# START OF Record list
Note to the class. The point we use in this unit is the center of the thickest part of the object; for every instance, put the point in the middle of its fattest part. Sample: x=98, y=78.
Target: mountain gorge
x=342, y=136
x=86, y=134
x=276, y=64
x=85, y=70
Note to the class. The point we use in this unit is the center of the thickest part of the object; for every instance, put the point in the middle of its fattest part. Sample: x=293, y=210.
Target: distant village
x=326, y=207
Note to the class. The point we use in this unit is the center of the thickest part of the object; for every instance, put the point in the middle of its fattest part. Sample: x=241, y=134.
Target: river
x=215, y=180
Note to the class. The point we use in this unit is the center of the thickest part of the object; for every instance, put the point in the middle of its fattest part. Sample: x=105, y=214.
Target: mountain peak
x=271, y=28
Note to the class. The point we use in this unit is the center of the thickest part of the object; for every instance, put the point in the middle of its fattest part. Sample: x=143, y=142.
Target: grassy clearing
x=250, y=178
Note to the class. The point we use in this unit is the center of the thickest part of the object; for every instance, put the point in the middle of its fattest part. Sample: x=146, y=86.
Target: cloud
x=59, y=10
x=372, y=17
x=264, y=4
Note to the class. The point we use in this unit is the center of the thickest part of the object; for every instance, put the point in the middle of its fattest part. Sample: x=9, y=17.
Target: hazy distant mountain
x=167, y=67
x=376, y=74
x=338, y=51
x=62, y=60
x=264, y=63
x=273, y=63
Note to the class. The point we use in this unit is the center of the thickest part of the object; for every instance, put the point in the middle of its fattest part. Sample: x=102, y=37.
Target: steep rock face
# END OF Record list
Required work: Rewrite all of the items above, changing each occurrence of "Target" to "Label" and keeping every other word as it stands.

Problem solution:
Note to the class. The point we use in this unit is the center of the thickest part of the object; for every instance, put the point in the middle of its fattest part. Sample: x=98, y=78.
Label: mountain gorge
x=342, y=136
x=86, y=134
x=276, y=64
x=85, y=70
Note to the class. The point we use in this unit is the center of the thickest part of the object; for every instance, put the point in the middle of its fattest part. Sample: x=293, y=210.
Label: distant village
x=326, y=207
Note to the class. The point we use in this unit is the center of the thickest part of the object; for every instance, put the point in the middle of its fattest part. Sample: x=241, y=134.
Label: river
x=215, y=180
Note to the class. The point we use in this unit is the center of the thickest part of the object; for every instance, put the point in the middle of its fattest part. Sample: x=105, y=214.
Label: mountain peak
x=271, y=28
Note to the class. The point we use in this unit is the center of the thickest part of the object; for every instance, put the point in the middle of its fattest part. Sample: x=143, y=142.
Label: grassy clearing
x=250, y=178
Note to the class. The point we use in this unit is the center of the thickest part of the object; for every instance, put the point in the middle of its fattest part. Sample: x=146, y=86.
Label: cloud
x=59, y=10
x=372, y=17
x=264, y=4
Note to the class. The point we use in this unit is the center of the thickest part of the object; for every instance, put the point in the middle of its fattest part. Sample: x=9, y=17.
Label: hazy distant mountain
x=167, y=67
x=376, y=74
x=338, y=51
x=62, y=60
x=264, y=63
x=273, y=63
Note to the class. The point we use in this unit is the center of the thickest part of the object; for every instance, put the point in the middle of its fattest part. Sample: x=102, y=37.
Label: steep rock face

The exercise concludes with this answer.